**WORK ITEM**
Beginning with the line that includes "I need to find the blue sky" and ending with the last line of the listing below, write out each line exactly, with no other output.

**RECORDS SUPPLIED**
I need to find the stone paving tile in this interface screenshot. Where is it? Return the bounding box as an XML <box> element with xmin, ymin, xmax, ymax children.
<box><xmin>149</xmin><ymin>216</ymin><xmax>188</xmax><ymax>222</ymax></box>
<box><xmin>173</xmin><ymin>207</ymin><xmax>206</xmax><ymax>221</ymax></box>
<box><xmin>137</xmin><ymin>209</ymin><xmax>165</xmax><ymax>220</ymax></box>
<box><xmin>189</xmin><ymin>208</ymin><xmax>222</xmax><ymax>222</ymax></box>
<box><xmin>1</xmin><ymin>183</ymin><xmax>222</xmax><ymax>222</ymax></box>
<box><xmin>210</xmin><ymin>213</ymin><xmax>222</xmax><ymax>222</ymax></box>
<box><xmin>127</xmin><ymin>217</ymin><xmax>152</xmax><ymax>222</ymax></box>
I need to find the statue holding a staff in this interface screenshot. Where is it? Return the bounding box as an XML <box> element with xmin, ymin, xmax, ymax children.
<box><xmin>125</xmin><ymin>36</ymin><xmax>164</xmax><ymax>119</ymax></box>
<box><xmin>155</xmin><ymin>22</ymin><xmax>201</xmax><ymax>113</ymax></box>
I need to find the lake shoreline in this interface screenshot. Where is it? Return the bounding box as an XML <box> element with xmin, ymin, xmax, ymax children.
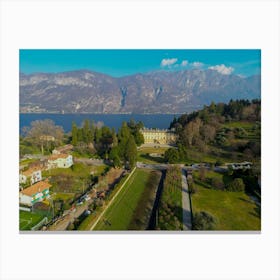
<box><xmin>20</xmin><ymin>113</ymin><xmax>182</xmax><ymax>133</ymax></box>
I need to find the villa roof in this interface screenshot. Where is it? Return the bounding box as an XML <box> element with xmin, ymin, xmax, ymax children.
<box><xmin>48</xmin><ymin>154</ymin><xmax>70</xmax><ymax>161</ymax></box>
<box><xmin>21</xmin><ymin>180</ymin><xmax>51</xmax><ymax>196</ymax></box>
<box><xmin>53</xmin><ymin>144</ymin><xmax>73</xmax><ymax>152</ymax></box>
<box><xmin>140</xmin><ymin>128</ymin><xmax>175</xmax><ymax>133</ymax></box>
<box><xmin>21</xmin><ymin>167</ymin><xmax>41</xmax><ymax>177</ymax></box>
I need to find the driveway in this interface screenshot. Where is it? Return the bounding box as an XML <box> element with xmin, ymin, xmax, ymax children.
<box><xmin>181</xmin><ymin>168</ymin><xmax>192</xmax><ymax>230</ymax></box>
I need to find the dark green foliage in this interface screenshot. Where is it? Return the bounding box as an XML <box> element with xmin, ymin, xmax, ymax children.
<box><xmin>187</xmin><ymin>176</ymin><xmax>197</xmax><ymax>194</ymax></box>
<box><xmin>226</xmin><ymin>178</ymin><xmax>245</xmax><ymax>192</ymax></box>
<box><xmin>158</xmin><ymin>166</ymin><xmax>183</xmax><ymax>230</ymax></box>
<box><xmin>164</xmin><ymin>148</ymin><xmax>179</xmax><ymax>163</ymax></box>
<box><xmin>211</xmin><ymin>177</ymin><xmax>225</xmax><ymax>190</ymax></box>
<box><xmin>127</xmin><ymin>119</ymin><xmax>144</xmax><ymax>146</ymax></box>
<box><xmin>125</xmin><ymin>135</ymin><xmax>137</xmax><ymax>169</ymax></box>
<box><xmin>171</xmin><ymin>99</ymin><xmax>261</xmax><ymax>151</ymax></box>
<box><xmin>128</xmin><ymin>171</ymin><xmax>161</xmax><ymax>230</ymax></box>
<box><xmin>192</xmin><ymin>211</ymin><xmax>216</xmax><ymax>230</ymax></box>
<box><xmin>71</xmin><ymin>122</ymin><xmax>78</xmax><ymax>145</ymax></box>
<box><xmin>109</xmin><ymin>146</ymin><xmax>121</xmax><ymax>168</ymax></box>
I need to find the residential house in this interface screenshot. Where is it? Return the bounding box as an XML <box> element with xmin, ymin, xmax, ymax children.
<box><xmin>19</xmin><ymin>168</ymin><xmax>42</xmax><ymax>185</ymax></box>
<box><xmin>19</xmin><ymin>180</ymin><xmax>52</xmax><ymax>206</ymax></box>
<box><xmin>47</xmin><ymin>154</ymin><xmax>73</xmax><ymax>169</ymax></box>
<box><xmin>52</xmin><ymin>144</ymin><xmax>73</xmax><ymax>155</ymax></box>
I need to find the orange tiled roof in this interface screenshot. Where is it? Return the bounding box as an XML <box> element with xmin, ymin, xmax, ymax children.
<box><xmin>54</xmin><ymin>144</ymin><xmax>73</xmax><ymax>152</ymax></box>
<box><xmin>21</xmin><ymin>167</ymin><xmax>41</xmax><ymax>177</ymax></box>
<box><xmin>48</xmin><ymin>153</ymin><xmax>70</xmax><ymax>161</ymax></box>
<box><xmin>21</xmin><ymin>180</ymin><xmax>51</xmax><ymax>196</ymax></box>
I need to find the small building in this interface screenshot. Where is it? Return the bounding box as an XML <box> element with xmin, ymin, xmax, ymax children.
<box><xmin>140</xmin><ymin>128</ymin><xmax>177</xmax><ymax>145</ymax></box>
<box><xmin>52</xmin><ymin>144</ymin><xmax>73</xmax><ymax>155</ymax></box>
<box><xmin>29</xmin><ymin>159</ymin><xmax>48</xmax><ymax>171</ymax></box>
<box><xmin>39</xmin><ymin>135</ymin><xmax>55</xmax><ymax>141</ymax></box>
<box><xmin>19</xmin><ymin>168</ymin><xmax>42</xmax><ymax>185</ymax></box>
<box><xmin>47</xmin><ymin>154</ymin><xmax>73</xmax><ymax>169</ymax></box>
<box><xmin>19</xmin><ymin>180</ymin><xmax>52</xmax><ymax>206</ymax></box>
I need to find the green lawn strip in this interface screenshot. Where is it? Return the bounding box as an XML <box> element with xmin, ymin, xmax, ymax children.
<box><xmin>157</xmin><ymin>166</ymin><xmax>183</xmax><ymax>230</ymax></box>
<box><xmin>128</xmin><ymin>170</ymin><xmax>161</xmax><ymax>230</ymax></box>
<box><xmin>78</xmin><ymin>172</ymin><xmax>131</xmax><ymax>230</ymax></box>
<box><xmin>137</xmin><ymin>147</ymin><xmax>168</xmax><ymax>164</ymax></box>
<box><xmin>19</xmin><ymin>211</ymin><xmax>46</xmax><ymax>230</ymax></box>
<box><xmin>94</xmin><ymin>169</ymin><xmax>152</xmax><ymax>230</ymax></box>
<box><xmin>191</xmin><ymin>184</ymin><xmax>261</xmax><ymax>230</ymax></box>
<box><xmin>137</xmin><ymin>153</ymin><xmax>164</xmax><ymax>164</ymax></box>
<box><xmin>138</xmin><ymin>147</ymin><xmax>169</xmax><ymax>154</ymax></box>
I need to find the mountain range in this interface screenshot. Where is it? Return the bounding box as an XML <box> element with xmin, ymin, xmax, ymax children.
<box><xmin>20</xmin><ymin>69</ymin><xmax>261</xmax><ymax>114</ymax></box>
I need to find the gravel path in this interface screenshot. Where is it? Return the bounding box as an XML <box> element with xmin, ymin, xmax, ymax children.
<box><xmin>181</xmin><ymin>169</ymin><xmax>192</xmax><ymax>230</ymax></box>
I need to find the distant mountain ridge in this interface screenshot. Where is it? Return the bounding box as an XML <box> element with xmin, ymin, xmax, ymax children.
<box><xmin>20</xmin><ymin>69</ymin><xmax>261</xmax><ymax>114</ymax></box>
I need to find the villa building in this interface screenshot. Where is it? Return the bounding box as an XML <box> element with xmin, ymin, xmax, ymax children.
<box><xmin>140</xmin><ymin>128</ymin><xmax>177</xmax><ymax>145</ymax></box>
<box><xmin>47</xmin><ymin>154</ymin><xmax>73</xmax><ymax>169</ymax></box>
<box><xmin>19</xmin><ymin>168</ymin><xmax>42</xmax><ymax>185</ymax></box>
<box><xmin>19</xmin><ymin>180</ymin><xmax>51</xmax><ymax>206</ymax></box>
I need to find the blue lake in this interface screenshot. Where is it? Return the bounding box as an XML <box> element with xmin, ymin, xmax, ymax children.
<box><xmin>20</xmin><ymin>114</ymin><xmax>181</xmax><ymax>133</ymax></box>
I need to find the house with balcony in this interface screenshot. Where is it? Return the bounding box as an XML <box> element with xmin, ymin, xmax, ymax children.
<box><xmin>19</xmin><ymin>168</ymin><xmax>42</xmax><ymax>185</ymax></box>
<box><xmin>19</xmin><ymin>180</ymin><xmax>52</xmax><ymax>206</ymax></box>
<box><xmin>47</xmin><ymin>154</ymin><xmax>73</xmax><ymax>169</ymax></box>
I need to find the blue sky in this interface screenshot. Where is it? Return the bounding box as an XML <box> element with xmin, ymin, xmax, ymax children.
<box><xmin>20</xmin><ymin>49</ymin><xmax>261</xmax><ymax>77</ymax></box>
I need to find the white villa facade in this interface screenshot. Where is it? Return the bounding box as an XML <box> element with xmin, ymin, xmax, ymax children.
<box><xmin>140</xmin><ymin>128</ymin><xmax>177</xmax><ymax>145</ymax></box>
<box><xmin>19</xmin><ymin>168</ymin><xmax>42</xmax><ymax>185</ymax></box>
<box><xmin>47</xmin><ymin>154</ymin><xmax>73</xmax><ymax>169</ymax></box>
<box><xmin>19</xmin><ymin>180</ymin><xmax>51</xmax><ymax>206</ymax></box>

**EXERCISE OUTPUT**
I need to find the blue sky in this interface screenshot. Where is it? Return the bounding box as an XML <box> element with xmin, ymin, xmax, ymax children.
<box><xmin>20</xmin><ymin>49</ymin><xmax>261</xmax><ymax>77</ymax></box>
I need to find the white villa facade in this interface screenshot. Where is it? Return the bounding box as an XML <box> element with xmin, ymin, xmax, ymax children.
<box><xmin>140</xmin><ymin>128</ymin><xmax>177</xmax><ymax>145</ymax></box>
<box><xmin>19</xmin><ymin>168</ymin><xmax>42</xmax><ymax>185</ymax></box>
<box><xmin>47</xmin><ymin>154</ymin><xmax>73</xmax><ymax>169</ymax></box>
<box><xmin>19</xmin><ymin>180</ymin><xmax>51</xmax><ymax>206</ymax></box>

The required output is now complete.